Saved entries
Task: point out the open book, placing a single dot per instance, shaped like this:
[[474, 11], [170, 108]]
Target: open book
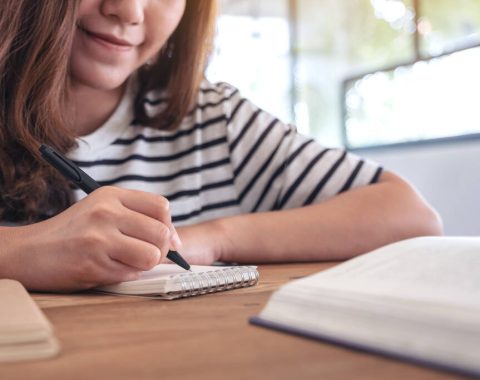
[[25, 332], [418, 299], [168, 281]]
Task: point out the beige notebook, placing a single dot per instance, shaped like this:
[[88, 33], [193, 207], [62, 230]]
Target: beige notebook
[[168, 281], [25, 332]]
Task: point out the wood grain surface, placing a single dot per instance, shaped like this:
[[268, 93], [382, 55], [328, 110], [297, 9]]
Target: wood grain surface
[[205, 337]]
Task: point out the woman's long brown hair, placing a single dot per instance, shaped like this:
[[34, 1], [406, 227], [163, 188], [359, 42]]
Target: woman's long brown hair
[[35, 42]]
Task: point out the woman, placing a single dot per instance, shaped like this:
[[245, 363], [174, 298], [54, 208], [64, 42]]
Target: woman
[[117, 86]]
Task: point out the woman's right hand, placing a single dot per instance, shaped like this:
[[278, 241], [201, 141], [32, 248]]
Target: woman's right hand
[[107, 237]]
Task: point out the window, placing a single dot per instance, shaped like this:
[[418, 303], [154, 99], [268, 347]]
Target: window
[[292, 57]]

TASK INSTRUCTIONS: Write out, please, only the lines from the one with "[[278, 241], [201, 141], [32, 248]]" through the last line above, both included and unchanged.

YOUR RESPONSE:
[[278, 241], [201, 141], [32, 248]]
Target: woman's right hand
[[107, 237]]
Task: point out the window, placing a single dot per instance, shaped like this:
[[418, 303], [154, 99], [268, 347]]
Target: window
[[292, 57]]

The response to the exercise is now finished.